Your equine first aid kit should consist of the following:

  • A roll of gauze and gauze squares for dressing wounds;
  • Adhesive tape, or duct tape for keeping wound dressings in place;
  • Hand towels or cut up bath towels for cleaning wounds or for stopping bleeding;
  • Scissors;
  • Q-tips;
  • A spray bottle or two;
  • Tweezers;
  • Leg wraps;
  • Betadine or disinfectant;
  • Antibiotic ointments;
  • Petroleum jelly;
  • A large syringe for flushing out wounds;
  • Plenty of sterile saline solution.

How To Care For Wounds

The first step to caring for horse wounds of any kind is to always clean the area thoroughly. Using the sterile saline solution from your kit, spray the entire affected area to flush the wound in order to wash out as much dirt, debris, and bacteria as possible. Make sure you use plenty of solution and spray in a way that the excess will pour downward to the ground taking all unwanted bacteria with it. From this point, the care will vary a bit depending on the nature of the wound.
◇ ◇ ◇ ◇ ◇ ◇ ◇
Task A:
Reproduce everything in the passage on equine first aid from "The first step" down to "of the wound.".
Task B:
According to the passage on equine first aid, is each statement true? Answer yes or no, and quote the words that decide it. (i) The kit should hold a large syringe for flushing out wounds. (ii) The wound is first cleaned by applying antibiotic ointment. (iii) Duct tape can keep wound dressings in place.
The listing that follows the passage on equine first aid comes from a separate source.

Source information:
◇ ◇ ◇ ◇ ◇ ◇ ◇
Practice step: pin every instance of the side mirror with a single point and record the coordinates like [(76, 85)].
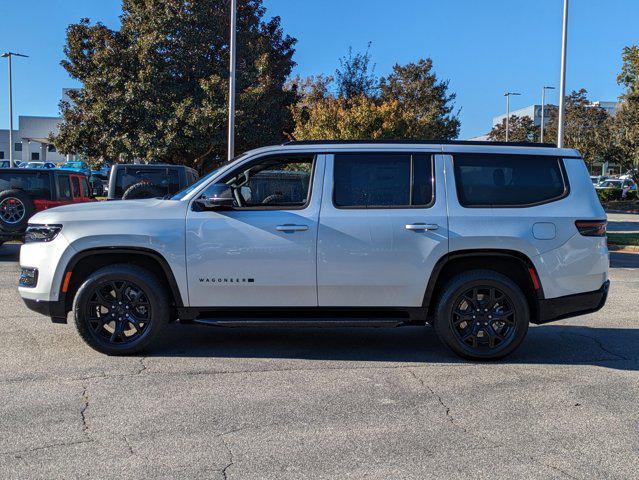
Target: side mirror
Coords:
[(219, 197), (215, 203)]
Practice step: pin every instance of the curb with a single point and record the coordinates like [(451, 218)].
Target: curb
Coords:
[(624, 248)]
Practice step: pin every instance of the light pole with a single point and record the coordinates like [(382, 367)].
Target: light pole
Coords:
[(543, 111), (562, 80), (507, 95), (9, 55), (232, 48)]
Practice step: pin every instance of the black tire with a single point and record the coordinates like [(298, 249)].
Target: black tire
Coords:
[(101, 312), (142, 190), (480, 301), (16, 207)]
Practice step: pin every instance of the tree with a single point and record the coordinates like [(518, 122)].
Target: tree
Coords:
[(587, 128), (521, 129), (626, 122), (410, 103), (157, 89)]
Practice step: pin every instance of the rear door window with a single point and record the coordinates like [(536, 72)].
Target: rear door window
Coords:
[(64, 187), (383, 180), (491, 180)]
◇ ◇ ◇ ◇ ◇ ◇ ◇
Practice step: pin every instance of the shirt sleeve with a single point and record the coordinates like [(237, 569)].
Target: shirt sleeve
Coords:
◇ ◇ ◇ ◇ ◇ ◇ ◇
Written answer A:
The first step to caring for horse wounds of any kind is to always clean the area thoroughly. Using the sterile saline solution from your kit, spray the entire affected area to flush the wound in order to wash out as much dirt, debris, and bacteria as possible. Make sure you use plenty of solution and spray in a way that the excess will pour downward to the ground taking all unwanted bacteria with it. From this point, the care will vary a bit depending on the nature of the wound.

Written answer B:
(i) Yes: "A large syringe for flushing out wounds"
(ii) No: "Using the sterile saline solution from your kit, spray the entire affected area to flush the wound"
(iii) Yes: "Adhesive tape, or duct tape for keeping wound dressings in place"